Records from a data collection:
+ + +

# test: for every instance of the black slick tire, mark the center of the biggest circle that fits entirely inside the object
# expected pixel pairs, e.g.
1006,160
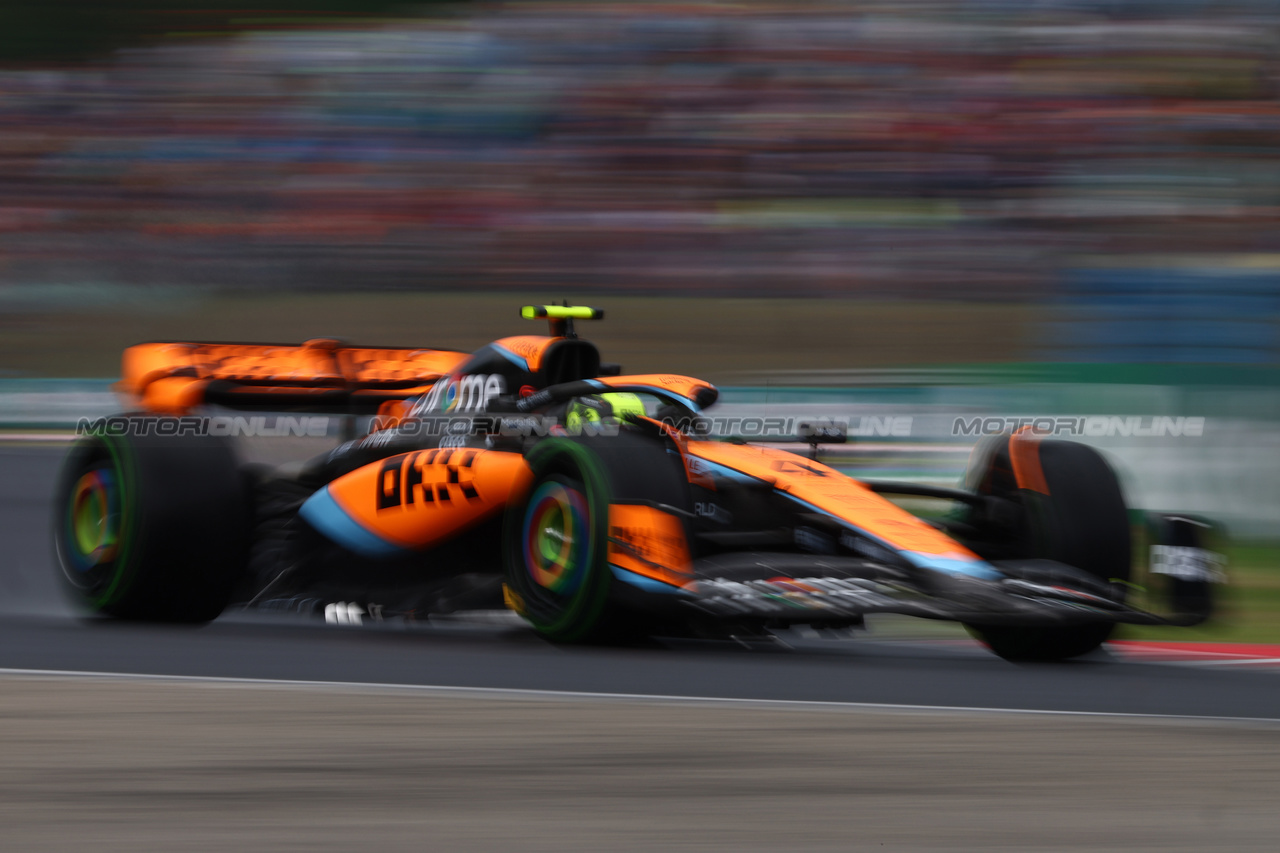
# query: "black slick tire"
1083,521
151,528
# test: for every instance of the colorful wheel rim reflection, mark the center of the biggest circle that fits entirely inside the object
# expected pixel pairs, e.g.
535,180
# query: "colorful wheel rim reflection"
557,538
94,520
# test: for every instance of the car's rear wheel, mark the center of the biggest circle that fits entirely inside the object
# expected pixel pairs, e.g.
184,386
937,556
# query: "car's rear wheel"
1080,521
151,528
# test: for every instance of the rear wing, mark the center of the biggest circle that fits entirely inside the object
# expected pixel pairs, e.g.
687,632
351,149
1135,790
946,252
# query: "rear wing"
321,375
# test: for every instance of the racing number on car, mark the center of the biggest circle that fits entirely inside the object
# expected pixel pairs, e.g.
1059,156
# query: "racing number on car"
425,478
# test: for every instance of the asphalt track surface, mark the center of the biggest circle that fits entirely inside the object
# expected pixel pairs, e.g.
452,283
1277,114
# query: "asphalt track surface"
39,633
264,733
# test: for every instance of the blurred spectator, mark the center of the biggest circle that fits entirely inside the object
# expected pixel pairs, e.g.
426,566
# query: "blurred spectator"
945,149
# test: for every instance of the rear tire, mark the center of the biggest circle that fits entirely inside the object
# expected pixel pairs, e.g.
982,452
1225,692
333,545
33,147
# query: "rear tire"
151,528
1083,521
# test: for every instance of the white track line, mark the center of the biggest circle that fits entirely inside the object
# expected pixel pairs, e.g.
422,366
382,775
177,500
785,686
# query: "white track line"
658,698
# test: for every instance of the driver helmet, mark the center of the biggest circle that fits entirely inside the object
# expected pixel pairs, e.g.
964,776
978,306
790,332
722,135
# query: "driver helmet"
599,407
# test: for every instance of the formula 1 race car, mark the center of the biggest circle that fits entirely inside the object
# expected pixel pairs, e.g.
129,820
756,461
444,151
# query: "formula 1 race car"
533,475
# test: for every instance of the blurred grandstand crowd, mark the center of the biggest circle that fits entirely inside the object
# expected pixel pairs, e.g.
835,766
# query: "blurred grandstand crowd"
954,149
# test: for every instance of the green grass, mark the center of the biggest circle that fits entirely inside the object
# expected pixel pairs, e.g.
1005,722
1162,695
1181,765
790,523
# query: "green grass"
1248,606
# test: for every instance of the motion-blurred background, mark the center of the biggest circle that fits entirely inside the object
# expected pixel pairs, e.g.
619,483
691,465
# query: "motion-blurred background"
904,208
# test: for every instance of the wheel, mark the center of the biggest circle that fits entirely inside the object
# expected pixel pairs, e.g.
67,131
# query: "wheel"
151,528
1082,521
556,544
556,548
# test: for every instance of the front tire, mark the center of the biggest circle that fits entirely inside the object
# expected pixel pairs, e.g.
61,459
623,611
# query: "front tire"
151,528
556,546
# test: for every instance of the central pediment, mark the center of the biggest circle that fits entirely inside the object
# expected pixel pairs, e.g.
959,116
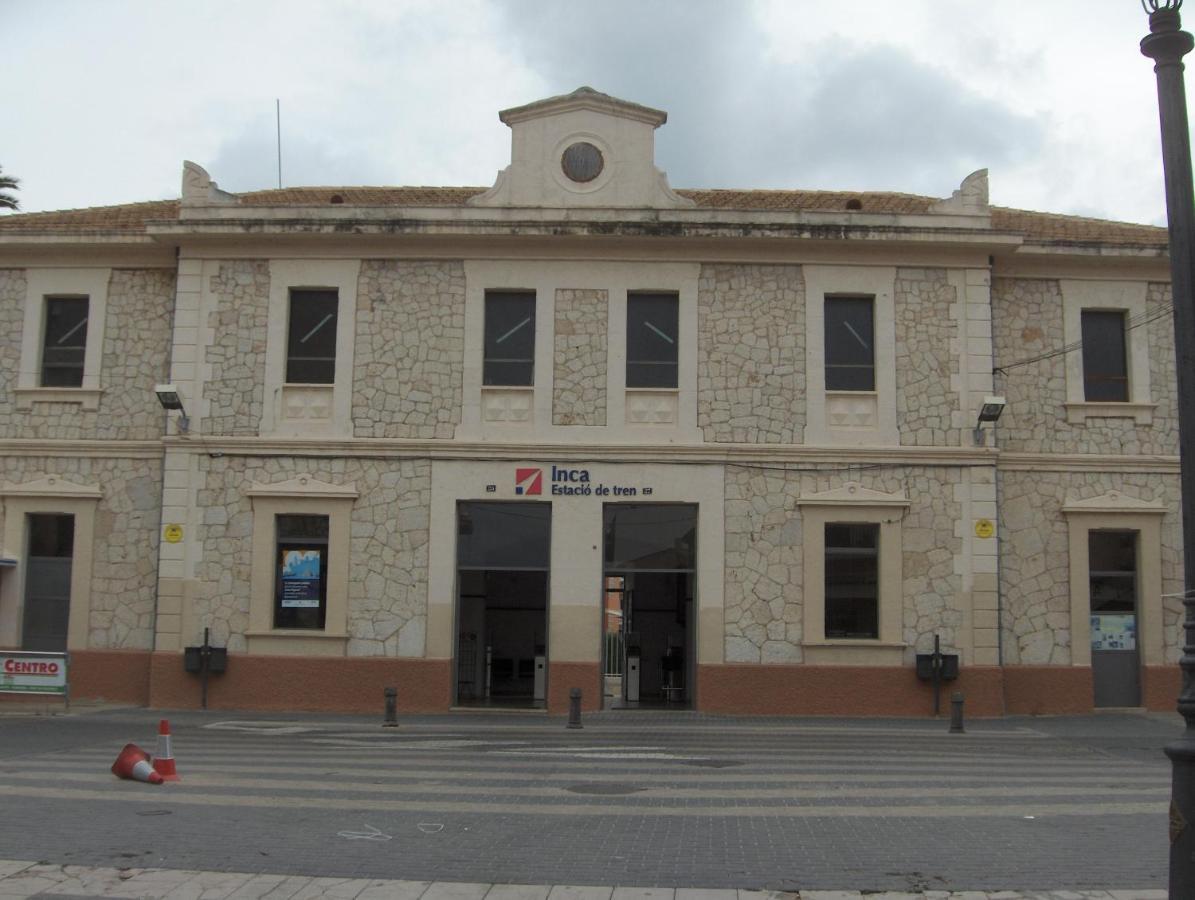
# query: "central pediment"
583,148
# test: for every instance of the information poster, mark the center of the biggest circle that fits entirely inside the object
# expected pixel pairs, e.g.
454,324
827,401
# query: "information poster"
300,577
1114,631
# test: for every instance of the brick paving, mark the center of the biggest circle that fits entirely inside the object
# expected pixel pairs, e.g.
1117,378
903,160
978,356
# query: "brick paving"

+ + +

> _TASK INSTRUCTIONS_
When a record holds a picture, leave that picture out; copy the rest verbatim.

> _EXERCISE RESULT_
# test: for every instance of the black slick tire, mark the center of the biggest circle that fits entirely inside the object
# expected pixel pairs, e.g.
1006,160
# query: "black slick tire"
1083,521
151,528
# test: for every instance of the colorful wheel rim reflection, mark the center of the biggest circle that fits entirely inside the object
# expected pixel pairs, e.g.
535,180
# query: "colorful wheel rim reflection"
557,538
94,520
# test: for every instance of the car's rear wheel, mark the center of the biggest circle that fits entirely inside the object
# expected pixel pairs, e.g.
184,386
937,556
# query: "car's rear wheel"
1080,521
151,528
# test: for every instance of the rear wing, mark the center of the biggest circle that fits entirely inside the object
# expected pixel pairs, e.g.
687,632
351,149
1135,790
946,252
# query: "rear wing"
321,375
# test: for every instance of the racing number on car, mark the center of the biggest circle that fits entirely inside the object
# expected pixel pairs, e.g.
1059,156
# query: "racing number on car"
425,478
# test: for every instance of the asphalt track surface, mark the center of the biggest circle that fits entirely inside the object
# expected pixel pairs, e.g.
452,283
1277,114
# query: "asphalt track surface"
39,633
264,733
# test: for every instance of the blurred spectator, mark the center of the biggest circle that fits entirely inside the object
# expected pixel pairs, e.g.
426,566
# query: "blurred spectator"
945,149
# test: for every instance of the rear tire, mark the center of the biggest circle that fits entirely inside the object
# expected pixel pairs, e.g.
982,452
1225,692
333,545
33,147
# query: "rear tire"
151,528
1083,521
# test: for every instance of the white track line, mark the center of the biggest circle that fits entirely inside the object
# expected pixel pairs, e.g.
422,366
382,775
177,500
785,686
# query: "white track line"
658,698
# test: for every instance of the driver helmet, mark the center of the biggest circle that fits entirely inside the object
# expected pixel pairs, e.g.
964,776
978,306
790,332
722,135
# query: "driver helmet"
599,407
# test: for every instance of the formula 1 race car, mark the center of the biggest circle that fits entirely inside the object
# expected pixel pairs, e.g.
129,820
756,461
444,151
# query: "formula 1 race car"
533,475
# test: for every instance of the blurred grandstand crowd, mark the center of the biggest circle that fits entirely inside the object
# expected pixel pairs, e.g.
835,766
# query: "blurred grandstand crowd"
954,149
# test: for every instance of the green grass, mark the center of the biggest circle that fits entirely inside the object
# expected pixel pairs, e.g.
1005,722
1162,695
1181,765
790,523
# query: "green grass"
1248,606
# test: for every instance of the motion-blurred background, mark the center of the biggest circle that fits entirely inside the object
# expected pixel pairs, e.g.
619,483
691,465
# query: "motion-blurred background"
904,208
# test: for every instance of the wheel, mark the center of the biggest circle that fits entirely inside the object
# expected pixel pairs, e.g.
67,131
# query: "wheel"
151,528
1082,521
556,544
556,548
# test: for every instance of the front tire, mark the center of the biggest circle that fits entirely inside the object
# expected pixel pairs, e.g.
61,459
623,611
# query: "front tire"
151,528
556,546
# test: for every instance of the central pediment, mark the center of the biggest circle that fits entirely inside the object
# expected pixel pairs, e.g.
959,116
# query: "central pediment"
583,148
# test: for every instance of the information poster, mark the center of the biggest circle that fits entirely inside the object
# expected pixel pairs, e.g.
454,324
827,401
# query: "information poster"
300,577
1114,631
# test: for every instance of the brick paving, mark the center of the biggest circle that fits entirely inside the object
# expected pixel pairs, e.g.
1117,378
903,160
978,356
# query: "brick paving"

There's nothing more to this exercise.